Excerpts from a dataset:

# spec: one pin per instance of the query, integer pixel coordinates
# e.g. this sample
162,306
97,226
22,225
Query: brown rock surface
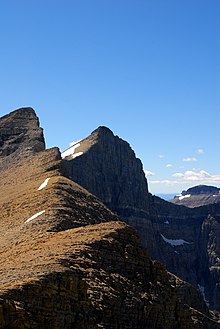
75,265
172,234
20,135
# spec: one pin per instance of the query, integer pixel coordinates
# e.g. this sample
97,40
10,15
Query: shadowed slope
68,262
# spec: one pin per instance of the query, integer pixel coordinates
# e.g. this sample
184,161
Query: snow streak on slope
71,151
44,184
35,216
174,242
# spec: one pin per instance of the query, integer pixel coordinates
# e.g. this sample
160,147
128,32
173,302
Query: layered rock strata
69,262
107,167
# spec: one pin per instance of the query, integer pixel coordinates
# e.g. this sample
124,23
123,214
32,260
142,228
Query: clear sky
147,69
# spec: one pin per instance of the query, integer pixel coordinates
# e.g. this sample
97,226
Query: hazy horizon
148,70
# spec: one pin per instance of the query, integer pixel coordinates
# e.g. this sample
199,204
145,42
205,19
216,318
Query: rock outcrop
69,262
198,196
20,135
173,234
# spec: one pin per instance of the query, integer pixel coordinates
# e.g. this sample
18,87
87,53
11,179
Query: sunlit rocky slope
185,240
67,261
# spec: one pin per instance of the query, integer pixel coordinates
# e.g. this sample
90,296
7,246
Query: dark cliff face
113,173
173,234
20,135
68,262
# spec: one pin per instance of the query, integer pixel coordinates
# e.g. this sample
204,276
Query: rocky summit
67,261
185,240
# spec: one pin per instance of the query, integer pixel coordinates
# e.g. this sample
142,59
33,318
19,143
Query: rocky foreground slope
69,262
185,240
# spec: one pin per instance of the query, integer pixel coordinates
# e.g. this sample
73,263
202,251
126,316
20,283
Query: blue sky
149,70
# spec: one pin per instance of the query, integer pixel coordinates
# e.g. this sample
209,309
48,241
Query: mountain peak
102,131
20,135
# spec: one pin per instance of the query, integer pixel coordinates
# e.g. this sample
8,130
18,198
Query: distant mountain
185,240
67,261
166,196
197,196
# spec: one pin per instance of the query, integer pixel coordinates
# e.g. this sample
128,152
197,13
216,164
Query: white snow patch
70,150
175,242
77,154
202,290
44,184
73,143
35,216
184,196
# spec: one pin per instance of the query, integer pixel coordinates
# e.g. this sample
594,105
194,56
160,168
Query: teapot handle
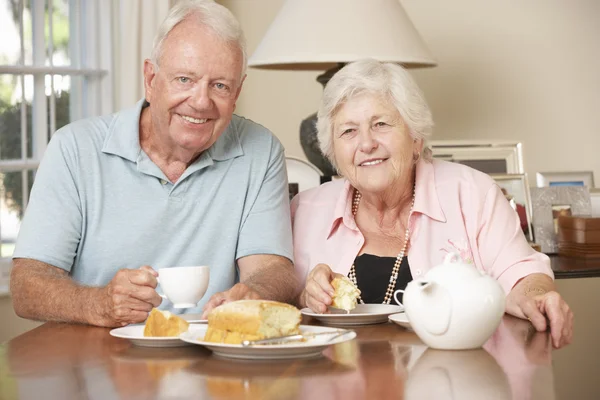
452,258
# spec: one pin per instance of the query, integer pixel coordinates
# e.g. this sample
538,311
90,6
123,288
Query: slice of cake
163,323
345,293
251,320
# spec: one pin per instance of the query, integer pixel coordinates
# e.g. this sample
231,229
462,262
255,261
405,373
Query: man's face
192,93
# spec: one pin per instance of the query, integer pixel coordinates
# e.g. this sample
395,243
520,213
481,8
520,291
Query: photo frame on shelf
595,200
548,203
571,178
489,157
516,189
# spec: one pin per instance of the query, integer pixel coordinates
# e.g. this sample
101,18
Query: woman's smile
372,162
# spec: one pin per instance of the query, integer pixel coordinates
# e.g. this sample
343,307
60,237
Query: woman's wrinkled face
372,146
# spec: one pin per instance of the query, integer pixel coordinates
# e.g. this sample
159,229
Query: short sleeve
267,228
505,253
51,228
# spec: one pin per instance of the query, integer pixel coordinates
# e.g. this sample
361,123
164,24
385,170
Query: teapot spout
436,306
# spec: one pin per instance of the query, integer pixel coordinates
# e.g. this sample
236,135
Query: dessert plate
194,318
400,319
310,348
135,334
363,314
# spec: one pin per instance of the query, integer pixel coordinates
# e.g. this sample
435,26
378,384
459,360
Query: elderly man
176,180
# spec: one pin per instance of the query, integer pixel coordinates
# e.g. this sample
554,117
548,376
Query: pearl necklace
392,284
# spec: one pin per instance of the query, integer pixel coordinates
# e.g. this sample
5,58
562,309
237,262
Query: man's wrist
535,291
94,307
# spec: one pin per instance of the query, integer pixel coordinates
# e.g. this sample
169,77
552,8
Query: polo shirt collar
123,139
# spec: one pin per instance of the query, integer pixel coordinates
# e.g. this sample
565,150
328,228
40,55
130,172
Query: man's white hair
387,80
210,14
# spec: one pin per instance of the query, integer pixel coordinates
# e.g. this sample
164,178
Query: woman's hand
318,291
543,309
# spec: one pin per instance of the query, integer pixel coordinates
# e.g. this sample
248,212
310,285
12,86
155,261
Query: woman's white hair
210,14
369,76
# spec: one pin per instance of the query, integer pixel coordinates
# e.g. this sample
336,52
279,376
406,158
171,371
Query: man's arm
271,276
43,292
262,276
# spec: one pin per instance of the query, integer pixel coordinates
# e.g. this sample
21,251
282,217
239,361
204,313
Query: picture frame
595,200
570,178
516,190
489,157
548,203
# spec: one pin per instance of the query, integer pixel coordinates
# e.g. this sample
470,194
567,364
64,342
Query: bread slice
345,294
163,323
251,320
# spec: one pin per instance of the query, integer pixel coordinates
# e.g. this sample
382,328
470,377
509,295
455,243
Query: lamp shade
320,34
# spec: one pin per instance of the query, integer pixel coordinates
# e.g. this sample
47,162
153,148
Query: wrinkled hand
548,308
239,291
129,297
318,293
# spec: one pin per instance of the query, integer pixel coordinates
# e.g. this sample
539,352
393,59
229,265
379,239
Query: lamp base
308,132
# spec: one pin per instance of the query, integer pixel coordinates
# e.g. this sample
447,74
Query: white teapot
454,306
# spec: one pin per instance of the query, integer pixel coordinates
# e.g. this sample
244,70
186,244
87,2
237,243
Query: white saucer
363,314
400,319
135,333
308,349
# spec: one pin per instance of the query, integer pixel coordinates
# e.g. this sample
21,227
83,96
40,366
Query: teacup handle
161,295
396,298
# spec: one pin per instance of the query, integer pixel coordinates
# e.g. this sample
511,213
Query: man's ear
149,73
240,87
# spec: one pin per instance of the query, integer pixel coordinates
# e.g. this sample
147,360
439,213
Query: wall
507,70
10,324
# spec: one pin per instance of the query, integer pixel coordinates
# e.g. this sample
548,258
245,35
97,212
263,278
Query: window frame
91,54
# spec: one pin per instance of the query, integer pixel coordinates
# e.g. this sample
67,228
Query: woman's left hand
541,310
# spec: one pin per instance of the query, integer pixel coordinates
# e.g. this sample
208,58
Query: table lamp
327,34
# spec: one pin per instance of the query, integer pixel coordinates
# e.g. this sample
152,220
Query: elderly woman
397,212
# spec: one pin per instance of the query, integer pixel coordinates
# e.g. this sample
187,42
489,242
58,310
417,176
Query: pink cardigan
456,209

■ **Your task**:
Once the pictures are set aside, give every line above again without alteration.

■ **Written reply**:
# spec: one pin per instance of the query, integer pixel coordinates
# e.g. this sample
162,306
97,226
22,225
Query: brown rock surface
75,265
172,234
20,135
# spec: one pin per instance of the query, integer pixel coordinates
# e.g. this sample
97,40
10,15
Query: shadowed slope
68,262
# spec: one pin per instance of the query, integer pixel coordinates
# e.g. this sample
184,161
Query: snow streak on slope
71,151
44,184
35,216
174,242
# spec: one pin per instance of the query, integer pixel coordinates
# e.g. this sample
160,147
128,32
173,302
Query: layered rock strata
69,262
107,167
# spec: one pin per instance of the query, integer pixel coordinates
# e.g. this sample
124,23
123,214
32,260
142,228
Query: clear sky
147,69
# spec: one pin per instance of the query, integer pixel coordinates
# e.g. this sample
97,226
Query: hazy horizon
148,70
# spec: one pin per instance of the query, integer pixel coordinates
# e.g. this sample
199,204
145,42
205,19
216,318
Query: rock outcrop
69,262
198,196
20,135
173,234
# spec: one pin per instance of the query, integer pixel coordinates
# e.g. this sample
18,87
87,53
11,179
Query: sunlit rocky slope
185,240
67,261
# spec: one pin per instance of the query, integer pixel coordinates
# e.g. this sample
90,296
7,246
Query: dark cliff face
113,173
173,234
20,135
68,262
# spec: one pin per instance of the query, integer pixel coordinates
# e.g. this sample
204,276
Query: rocky summit
67,261
185,240
# spec: one pin per instance of the query, integer pixel coordinates
# e.g. this sample
142,59
33,318
19,143
Query: rocky foreground slope
69,262
185,240
# spec: one pin per instance of the query, integer pixel coordinates
# e.g. this sample
73,263
202,251
126,316
20,283
Query: blue sky
149,70
# spec: one pin per instance of the query, integer pixel coordinates
# e.g. this sample
209,309
48,241
Query: mountain peak
102,131
20,135
# spec: one pin per instance of the query, integer pixel coordinates
# e.g. this sample
8,130
18,198
Query: distant mountain
185,240
67,261
166,196
197,196
# spec: one pin per instance of the query, integer pixel coordinates
# e.g. this sample
128,152
197,13
216,164
Query: white snow patch
70,150
175,242
77,154
202,290
44,184
73,143
35,216
184,196
# spec: one pin per instance of the query, integer pixel coordinates
# e.g. this sample
594,105
194,56
160,168
Query: teapot handle
452,258
# spec: one pin per instance of the query, integer pixel coordinates
# e.g. this sample
538,311
90,6
123,288
Query: slice of cake
163,323
345,293
251,320
# spec: one pin per instance of the query, integer pixel coordinates
# e.g. this sample
231,229
462,262
255,261
405,373
Query: man's face
192,93
# spec: one pin per instance of the query, integer pixel coordinates
# e.g. this sample
395,243
520,213
481,8
520,291
Query: photo frame on shelf
595,200
548,203
571,178
489,157
516,189
# spec: one pin per instance of the query, integer pixel coordinates
# e.g. this sample
101,18
Query: woman's smile
372,162
# spec: one pin per instance of the query, integer pixel coordinates
# e.g. this sample
343,307
60,237
Query: woman's wrinkled face
372,146
# spec: one pin per instance of the query, integer pixel coordinates
# e.g. this sample
159,229
Query: short sleeve
267,228
505,253
51,228
# spec: one pin per instance of the query, integer pixel coordinates
# e.g. this sample
361,123
164,24
385,170
Query: teapot spout
436,306
# spec: one pin per instance of the query, integer pixel coordinates
# e.g. this sample
236,135
Query: dessert plate
194,318
400,319
310,348
135,334
363,314
# spec: one pin per instance of the query, integer pixel coordinates
# e.g. this sample
435,26
378,384
459,360
Query: elderly man
176,180
# spec: one pin per instance of the query, integer pixel coordinates
# e.g. this sample
554,117
548,376
Query: pearl necklace
392,284
# spec: one pin per instance of the query, integer pixel coordinates
# e.g. this sample
5,58
562,309
237,262
Query: man's wrist
535,291
94,307
# spec: one pin per instance of the query, integer pixel coordinates
# e.g. this sample
169,77
552,8
Query: polo shirt collar
123,139
# spec: one pin per instance of the query, integer pixel coordinates
# e.g. this sample
565,150
328,228
40,55
130,172
Query: man's white hair
387,80
210,14
# spec: one pin per instance of the query, integer pixel coordinates
# e.g. this sample
164,178
Query: woman's hand
318,291
543,309
# spec: one pin per instance of the query, integer pixel coordinates
# e.g. this sample
248,212
310,285
12,86
155,261
Query: woman's white hair
210,14
369,76
# spec: one pin per instance of the query, integer pixel coordinates
# e.g. this sample
336,52
279,376
406,158
171,371
Query: man's arm
271,276
43,292
262,276
# spec: one pin per instance of the query, integer pixel coordinates
# e.g. this sample
21,251
282,217
239,361
204,313
Query: picture frame
595,200
570,178
516,190
489,157
548,203
# spec: one pin per instance of the query, integer pixel coordinates
# e.g. this sample
470,194
567,364
64,342
Query: bread slice
345,294
163,323
251,320
# spec: one pin per instance of the query, integer pixel coordinates
# e.g. this sample
382,328
470,377
509,295
455,243
Query: lamp shade
320,34
# spec: one pin per instance of the query, integer pixel coordinates
# e.g. this sample
47,162
153,148
Query: wrinkled hand
548,308
239,291
129,297
318,293
# spec: one pin per instance of the query, integer pixel coordinates
# e.g. this sample
539,352
393,59
229,265
379,239
Query: lamp base
308,132
# spec: one pin per instance of the query, integer pixel coordinates
# e.g. this sample
447,74
Query: white teapot
454,306
# spec: one pin per instance of the query, integer pixel coordinates
# e.g. this sample
244,70
186,244
87,2
237,243
Query: white saucer
363,314
400,319
135,333
308,349
# spec: one pin per instance of the query, integer pixel coordinates
# e.g. this sample
21,227
83,96
40,366
Query: teacup handle
161,295
396,298
# spec: one pin per instance of the query, integer pixel coordinates
# e.g. this sample
511,213
Query: man's ear
149,73
240,87
# spec: one pin per instance of the query, integer pixel coordinates
# e.g. this sample
147,360
439,213
Query: wall
507,70
10,324
# spec: one pin per instance of the query, integer pixel coordinates
# e.g. this sample
548,258
245,35
97,212
263,278
Query: window frame
91,54
# spec: one pin per instance of the query, integer pixel coordinates
# e.g. this sample
67,228
Query: woman's left hand
541,310
# spec: one pin per instance of the query, integer pixel coordinates
# e.g. this sample
208,58
Query: table lamp
327,34
# spec: one pin per instance of the query, integer pixel coordinates
# e.g. this sample
152,220
Query: elderly woman
397,212
# spec: one pin per instance of the query, integer pixel coordinates
# e.g. this sample
187,42
489,242
58,310
417,176
Query: pink cardigan
456,209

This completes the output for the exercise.